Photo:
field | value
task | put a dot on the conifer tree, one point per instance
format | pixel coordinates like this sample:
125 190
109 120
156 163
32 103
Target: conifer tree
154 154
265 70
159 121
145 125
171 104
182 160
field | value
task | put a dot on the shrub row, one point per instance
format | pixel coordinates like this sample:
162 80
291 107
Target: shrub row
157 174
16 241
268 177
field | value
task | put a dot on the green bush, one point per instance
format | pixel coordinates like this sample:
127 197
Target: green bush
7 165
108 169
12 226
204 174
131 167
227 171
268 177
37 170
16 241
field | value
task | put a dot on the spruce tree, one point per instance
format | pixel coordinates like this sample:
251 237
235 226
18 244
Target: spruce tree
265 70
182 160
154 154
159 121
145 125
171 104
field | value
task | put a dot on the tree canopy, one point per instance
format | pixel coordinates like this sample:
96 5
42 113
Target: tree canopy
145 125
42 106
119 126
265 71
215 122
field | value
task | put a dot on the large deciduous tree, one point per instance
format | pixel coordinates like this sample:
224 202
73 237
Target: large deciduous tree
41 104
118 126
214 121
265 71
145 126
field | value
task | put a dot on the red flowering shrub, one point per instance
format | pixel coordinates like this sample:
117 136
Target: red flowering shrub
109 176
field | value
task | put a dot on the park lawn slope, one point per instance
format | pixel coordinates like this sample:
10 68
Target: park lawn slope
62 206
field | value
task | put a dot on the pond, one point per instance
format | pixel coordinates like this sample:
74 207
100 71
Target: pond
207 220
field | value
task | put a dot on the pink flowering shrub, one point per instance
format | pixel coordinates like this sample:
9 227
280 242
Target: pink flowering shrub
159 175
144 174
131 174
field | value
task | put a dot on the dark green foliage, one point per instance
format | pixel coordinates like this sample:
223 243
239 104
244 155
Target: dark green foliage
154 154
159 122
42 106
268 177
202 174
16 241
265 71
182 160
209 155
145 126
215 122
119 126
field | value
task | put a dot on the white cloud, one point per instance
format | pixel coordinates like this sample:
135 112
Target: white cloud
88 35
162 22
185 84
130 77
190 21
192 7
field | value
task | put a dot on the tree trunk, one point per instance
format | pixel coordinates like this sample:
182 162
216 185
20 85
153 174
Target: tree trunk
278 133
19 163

- _GIVEN REQUEST_
Gather every line from the items above that contains the word "park".

- _IN RESPONSE_
task | put a dot on the park lawn slope, one point per instance
Target: park lawn slope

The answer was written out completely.